WHAT NEEDS TO BE DONE. Please rewrite the part of the items that opens with the line containing "like (1074, 408)." and closes with the line containing "Query: vest zipper" as a JSON list of strings, one string per line, leaving out blank lines. Include both of those lines.

EXTRACTED RECORDS.
=====

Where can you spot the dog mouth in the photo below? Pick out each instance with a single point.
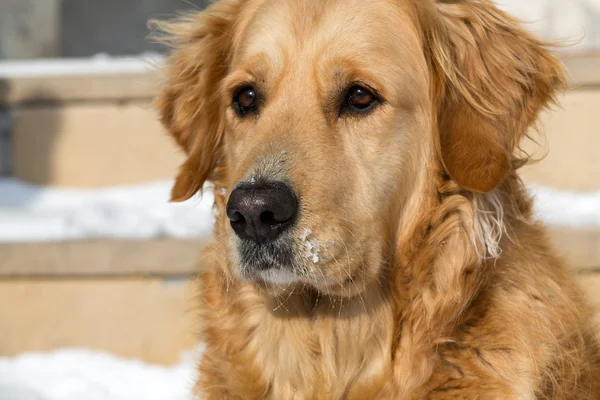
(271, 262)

=====

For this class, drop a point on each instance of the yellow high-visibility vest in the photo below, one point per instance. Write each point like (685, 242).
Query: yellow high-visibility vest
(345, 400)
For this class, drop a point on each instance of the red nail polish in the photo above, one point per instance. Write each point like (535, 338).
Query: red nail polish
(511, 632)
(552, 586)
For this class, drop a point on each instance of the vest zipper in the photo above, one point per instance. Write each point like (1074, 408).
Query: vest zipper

=====

TASK RESPONSE.
[
  "For this class, drop a point on each instance of the vest zipper in the photo above, one point per instance. Write each point like (1074, 408).",
  "Query: vest zipper"
]